Stated exercise:
Replace every "Objective" in the rows below with "Instruction", keeping all other text the same.

--- Exercise data ---

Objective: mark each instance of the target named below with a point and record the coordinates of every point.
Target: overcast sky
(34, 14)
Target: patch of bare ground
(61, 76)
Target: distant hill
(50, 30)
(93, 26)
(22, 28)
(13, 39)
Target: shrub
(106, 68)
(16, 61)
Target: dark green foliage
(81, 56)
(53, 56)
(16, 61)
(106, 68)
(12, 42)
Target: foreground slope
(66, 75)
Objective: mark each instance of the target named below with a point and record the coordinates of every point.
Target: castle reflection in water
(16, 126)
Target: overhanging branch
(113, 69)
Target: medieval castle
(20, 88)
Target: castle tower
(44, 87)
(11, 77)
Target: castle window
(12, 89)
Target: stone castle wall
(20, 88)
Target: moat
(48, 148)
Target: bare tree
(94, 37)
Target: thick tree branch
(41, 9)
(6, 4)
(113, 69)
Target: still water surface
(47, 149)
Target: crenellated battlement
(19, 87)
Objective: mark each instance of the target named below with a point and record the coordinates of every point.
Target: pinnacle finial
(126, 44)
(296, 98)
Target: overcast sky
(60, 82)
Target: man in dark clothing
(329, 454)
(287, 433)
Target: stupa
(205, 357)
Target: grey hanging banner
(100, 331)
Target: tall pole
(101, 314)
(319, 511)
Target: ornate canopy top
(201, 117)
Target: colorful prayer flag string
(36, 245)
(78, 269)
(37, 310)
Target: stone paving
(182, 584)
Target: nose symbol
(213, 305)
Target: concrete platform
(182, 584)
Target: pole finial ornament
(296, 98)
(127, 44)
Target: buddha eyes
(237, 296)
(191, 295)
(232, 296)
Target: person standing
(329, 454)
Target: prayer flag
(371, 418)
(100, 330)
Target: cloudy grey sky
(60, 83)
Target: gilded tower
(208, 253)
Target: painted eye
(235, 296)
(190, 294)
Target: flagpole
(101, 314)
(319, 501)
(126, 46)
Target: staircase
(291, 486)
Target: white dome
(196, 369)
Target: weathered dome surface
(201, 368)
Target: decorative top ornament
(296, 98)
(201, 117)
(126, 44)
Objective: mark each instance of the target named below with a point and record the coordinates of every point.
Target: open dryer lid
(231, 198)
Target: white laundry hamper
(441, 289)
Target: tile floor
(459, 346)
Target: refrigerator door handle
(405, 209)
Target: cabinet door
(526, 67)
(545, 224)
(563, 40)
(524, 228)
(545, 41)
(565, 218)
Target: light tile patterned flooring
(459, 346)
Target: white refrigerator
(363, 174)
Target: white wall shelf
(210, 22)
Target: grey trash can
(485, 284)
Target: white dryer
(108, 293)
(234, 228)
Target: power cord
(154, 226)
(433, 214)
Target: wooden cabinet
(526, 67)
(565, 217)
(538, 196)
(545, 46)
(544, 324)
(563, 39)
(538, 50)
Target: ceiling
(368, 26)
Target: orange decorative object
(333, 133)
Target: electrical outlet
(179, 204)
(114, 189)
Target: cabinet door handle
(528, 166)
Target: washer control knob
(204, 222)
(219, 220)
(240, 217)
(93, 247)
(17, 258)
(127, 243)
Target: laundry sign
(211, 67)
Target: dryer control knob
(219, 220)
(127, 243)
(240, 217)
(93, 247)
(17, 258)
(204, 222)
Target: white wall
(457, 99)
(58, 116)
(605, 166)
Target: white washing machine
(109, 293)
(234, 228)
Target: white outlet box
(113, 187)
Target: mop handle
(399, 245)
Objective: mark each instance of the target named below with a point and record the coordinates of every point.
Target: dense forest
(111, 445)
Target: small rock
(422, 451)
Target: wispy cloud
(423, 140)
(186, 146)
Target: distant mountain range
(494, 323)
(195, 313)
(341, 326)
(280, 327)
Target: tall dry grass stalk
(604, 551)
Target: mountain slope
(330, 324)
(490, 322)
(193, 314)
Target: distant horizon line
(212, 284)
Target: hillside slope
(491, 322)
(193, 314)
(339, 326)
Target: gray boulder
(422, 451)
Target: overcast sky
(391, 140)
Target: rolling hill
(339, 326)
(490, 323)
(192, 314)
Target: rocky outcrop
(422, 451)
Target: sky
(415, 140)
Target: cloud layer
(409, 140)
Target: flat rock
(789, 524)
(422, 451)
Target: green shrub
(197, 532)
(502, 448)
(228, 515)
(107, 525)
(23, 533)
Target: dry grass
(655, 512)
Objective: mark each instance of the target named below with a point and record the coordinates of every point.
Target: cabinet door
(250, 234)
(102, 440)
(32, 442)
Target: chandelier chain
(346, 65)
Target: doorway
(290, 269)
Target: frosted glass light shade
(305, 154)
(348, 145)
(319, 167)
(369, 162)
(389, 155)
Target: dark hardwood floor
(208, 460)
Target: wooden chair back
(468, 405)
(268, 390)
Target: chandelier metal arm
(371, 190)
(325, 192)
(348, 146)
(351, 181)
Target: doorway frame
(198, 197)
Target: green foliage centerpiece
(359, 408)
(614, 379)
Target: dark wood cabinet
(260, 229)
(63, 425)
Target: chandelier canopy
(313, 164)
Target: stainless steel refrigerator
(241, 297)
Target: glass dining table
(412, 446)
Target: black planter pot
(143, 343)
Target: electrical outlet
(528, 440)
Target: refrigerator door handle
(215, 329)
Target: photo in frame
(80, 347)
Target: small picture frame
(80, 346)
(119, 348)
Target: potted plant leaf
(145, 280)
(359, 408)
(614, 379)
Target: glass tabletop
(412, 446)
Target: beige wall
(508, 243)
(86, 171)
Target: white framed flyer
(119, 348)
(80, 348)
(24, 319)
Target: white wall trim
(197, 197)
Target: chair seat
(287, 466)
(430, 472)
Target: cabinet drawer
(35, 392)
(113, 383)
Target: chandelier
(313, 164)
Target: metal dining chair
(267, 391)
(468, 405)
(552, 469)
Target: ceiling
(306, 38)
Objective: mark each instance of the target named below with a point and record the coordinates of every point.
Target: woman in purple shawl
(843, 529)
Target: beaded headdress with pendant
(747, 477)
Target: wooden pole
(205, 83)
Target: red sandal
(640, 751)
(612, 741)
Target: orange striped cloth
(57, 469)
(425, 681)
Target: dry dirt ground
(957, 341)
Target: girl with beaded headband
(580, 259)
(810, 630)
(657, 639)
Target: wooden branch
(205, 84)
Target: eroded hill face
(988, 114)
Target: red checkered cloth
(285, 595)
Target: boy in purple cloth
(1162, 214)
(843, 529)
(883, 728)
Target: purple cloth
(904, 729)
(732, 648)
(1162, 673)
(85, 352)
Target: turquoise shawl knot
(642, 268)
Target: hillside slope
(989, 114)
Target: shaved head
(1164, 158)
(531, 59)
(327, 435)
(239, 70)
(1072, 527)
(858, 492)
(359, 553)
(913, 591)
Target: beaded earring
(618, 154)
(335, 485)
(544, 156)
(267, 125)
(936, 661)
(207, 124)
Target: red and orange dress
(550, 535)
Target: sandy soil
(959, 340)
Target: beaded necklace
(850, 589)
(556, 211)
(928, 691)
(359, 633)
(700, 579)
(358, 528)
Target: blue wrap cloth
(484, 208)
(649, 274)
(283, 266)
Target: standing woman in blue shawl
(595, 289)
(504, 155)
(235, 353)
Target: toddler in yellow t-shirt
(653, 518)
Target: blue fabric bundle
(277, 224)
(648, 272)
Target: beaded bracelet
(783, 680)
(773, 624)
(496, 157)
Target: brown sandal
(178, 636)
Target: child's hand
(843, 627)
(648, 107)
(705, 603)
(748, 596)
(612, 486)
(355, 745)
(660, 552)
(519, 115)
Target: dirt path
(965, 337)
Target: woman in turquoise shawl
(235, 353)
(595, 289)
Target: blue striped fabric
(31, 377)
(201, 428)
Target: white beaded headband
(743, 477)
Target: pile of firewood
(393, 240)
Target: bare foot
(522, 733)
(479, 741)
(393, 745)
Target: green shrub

---

Worked solution:
Instruction: mark each instance of the target named below with a point and record the coordinates of every point.
Target: overcast sky
(34, 14)
Target: patch of bare ground
(61, 76)
Target: distant hill
(50, 30)
(93, 26)
(22, 28)
(13, 39)
Target: shrub
(106, 68)
(16, 61)
Target: dark green foliage
(81, 56)
(53, 56)
(16, 61)
(106, 68)
(12, 42)
Target: foreground slope
(66, 75)
Instruction: mark each instance of the target named below with a point and record the coordinates of every point.
Target: castle reflection in water
(16, 126)
Target: overhanging branch
(113, 69)
Target: medieval castle
(20, 88)
Target: castle tower
(44, 87)
(11, 77)
Target: castle window
(12, 89)
Target: stone castle wall
(20, 88)
Target: moat
(48, 148)
Target: bare tree
(94, 37)
Target: thick tree branch
(41, 9)
(6, 4)
(113, 69)
Target: still water surface
(47, 149)
Target: crenellated battlement
(19, 87)
Instruction: mark each instance of the target named below with a point and record the coordinates of every point.
Target: pinnacle finial
(126, 44)
(296, 98)
Target: overcast sky
(60, 82)
Target: man in dark clothing
(329, 454)
(287, 433)
Target: stupa
(205, 357)
Target: grey hanging banner
(100, 331)
Target: tall pole
(101, 314)
(319, 511)
Target: ornate canopy top
(201, 117)
Target: colorful prayer flag string
(36, 245)
(78, 269)
(37, 310)
Target: stone paving
(182, 584)
Target: nose symbol
(213, 305)
Target: concrete platform
(182, 584)
Target: pole finial ornament
(296, 98)
(127, 44)
Target: buddha eyes
(237, 296)
(191, 295)
(232, 296)
Target: person standing
(329, 454)
Target: prayer flag
(371, 418)
(100, 330)
Target: cloudy grey sky
(60, 83)
Target: gilded tower
(208, 253)
Target: painted eye
(235, 296)
(190, 294)
Target: flagpole
(101, 314)
(319, 501)
(126, 46)
Target: staircase
(291, 486)
Target: white dome
(196, 369)
Target: weathered dome surface
(201, 368)
Target: decorative top ornament
(296, 98)
(201, 117)
(126, 44)
Instruction: mark each instance of the target named below with a point and record the coordinates of every point.
Target: open dryer lid
(231, 198)
Target: white laundry hamper
(441, 289)
Target: tile floor
(459, 346)
Target: refrigerator door handle
(405, 209)
Target: cabinet door
(526, 67)
(545, 224)
(563, 40)
(524, 228)
(545, 41)
(565, 218)
Target: light tile patterned flooring
(459, 346)
Target: white refrigerator
(363, 174)
Target: white wall shelf
(210, 22)
Target: grey trash can
(485, 284)
Target: white dryer
(108, 293)
(234, 228)
Target: power cord
(154, 226)
(433, 214)
Target: wooden cabinet
(526, 67)
(565, 217)
(538, 196)
(545, 46)
(544, 324)
(563, 39)
(538, 50)
Target: ceiling
(368, 26)
Target: orange decorative object
(333, 133)
Target: electrical outlet
(179, 204)
(114, 189)
Target: cabinet door handle
(528, 166)
Target: washer control knob
(204, 222)
(219, 220)
(240, 217)
(93, 247)
(17, 258)
(127, 243)
Target: laundry sign
(211, 67)
Target: dryer control knob
(219, 220)
(127, 243)
(240, 217)
(93, 247)
(17, 258)
(204, 222)
Target: white wall
(457, 99)
(58, 116)
(605, 166)
Target: white washing machine
(109, 293)
(234, 228)
Target: white outlet box
(113, 187)
Target: mop handle
(399, 245)
Instruction: mark each instance of the target named below with a point and record the coordinates of every point.
Target: dense forest
(111, 445)
Target: small rock
(422, 451)
Target: wispy cloud
(423, 140)
(186, 146)
Target: distant mountain range
(494, 323)
(195, 313)
(341, 326)
(280, 327)
Target: tall dry grass stalk
(604, 551)
Target: mountain slope
(330, 324)
(490, 322)
(193, 314)
Target: distant horizon line
(212, 284)
Target: hillside slope
(491, 322)
(193, 314)
(339, 326)
Target: gray boulder
(422, 451)
Target: overcast sky
(391, 140)
Target: rolling hill
(339, 326)
(490, 323)
(192, 314)
Target: rocky outcrop
(422, 451)
Target: sky
(415, 140)
Target: cloud layer
(409, 140)
Target: flat rock
(789, 524)
(422, 451)
Target: green shrub
(197, 532)
(502, 448)
(228, 515)
(107, 525)
(23, 533)
Target: dry grass
(655, 512)
Instruction: mark each instance of the target named below with a point and record the coordinates of every point.
Target: cabinet door
(250, 234)
(102, 440)
(32, 442)
Target: chandelier chain
(346, 65)
Target: doorway
(290, 269)
Target: frosted glass light shade
(305, 154)
(348, 145)
(319, 167)
(369, 162)
(389, 155)
Target: dark hardwood floor
(208, 460)
Target: wooden chair back
(468, 405)
(268, 390)
Target: chandelier metal arm
(371, 190)
(325, 192)
(348, 146)
(351, 181)
Target: doorway frame
(198, 197)
Target: green foliage centerpiece
(359, 408)
(614, 379)
Target: dark wood cabinet
(260, 229)
(63, 425)
Target: chandelier canopy
(313, 164)
Target: stainless steel refrigerator
(241, 297)
Target: glass dining table
(412, 446)
Target: black planter pot
(143, 343)
Target: electrical outlet
(528, 440)
Target: refrigerator door handle
(215, 329)
Target: photo in frame
(80, 347)
Target: small picture frame
(80, 346)
(119, 348)
Target: potted plant leaf
(145, 280)
(359, 408)
(614, 379)
Target: glass tabletop
(412, 446)
Target: beige wall
(508, 243)
(86, 171)
Target: white framed flyer
(119, 348)
(80, 348)
(24, 319)
Target: white wall trim
(197, 197)
Target: chair seat
(287, 466)
(430, 472)
Target: cabinet drawer
(35, 392)
(113, 383)
Target: chandelier
(313, 164)
Target: metal dining chair
(267, 391)
(468, 405)
(552, 469)
Target: ceiling
(306, 38)
Instruction: mark each instance of the target named below with a point and record the coordinates of every point.
Target: woman in purple shawl
(843, 529)
Target: beaded headdress with pendant
(747, 477)
Target: wooden pole
(205, 83)
Target: red sandal
(640, 751)
(612, 741)
Target: orange striped cloth
(57, 469)
(425, 681)
Target: dry dirt ground
(957, 341)
Target: girl with beaded headband
(580, 259)
(810, 630)
(657, 639)
Target: wooden branch
(205, 84)
Target: eroded hill face
(988, 114)
Target: red checkered cloth
(285, 595)
Target: boy in purple cloth
(1162, 214)
(843, 529)
(883, 728)
Target: purple cloth
(904, 729)
(732, 648)
(1162, 673)
(85, 352)
Target: turquoise shawl knot
(642, 268)
Target: hillside slope
(989, 114)
Target: shaved head
(1164, 158)
(531, 59)
(327, 435)
(239, 70)
(1072, 527)
(858, 492)
(359, 553)
(913, 591)
Target: beaded earring
(618, 154)
(335, 485)
(544, 156)
(267, 125)
(936, 661)
(207, 124)
Target: red and orange dress
(550, 535)
Target: sandy soil
(959, 340)
Target: beaded necklace
(850, 589)
(556, 211)
(928, 691)
(359, 633)
(700, 579)
(358, 528)
Target: blue wrap cloth
(484, 208)
(649, 274)
(283, 266)
Target: standing woman in blue shawl
(595, 289)
(504, 155)
(235, 353)
Target: toddler in yellow t-shirt
(653, 518)
Target: blue fabric bundle
(277, 224)
(648, 272)
Target: beaded bracelet
(783, 680)
(773, 624)
(496, 157)
Target: brown sandal
(178, 636)
Target: child's hand
(843, 627)
(648, 107)
(705, 603)
(748, 596)
(612, 486)
(355, 745)
(660, 552)
(519, 115)
Target: dirt path
(965, 337)
Target: woman in turquoise shawl
(235, 353)
(595, 289)
Target: blue striped fabric
(31, 377)
(201, 428)
Target: white beaded headband
(743, 477)
Target: pile of firewood
(393, 240)
Target: bare foot
(522, 733)
(479, 741)
(393, 745)
Target: green shrub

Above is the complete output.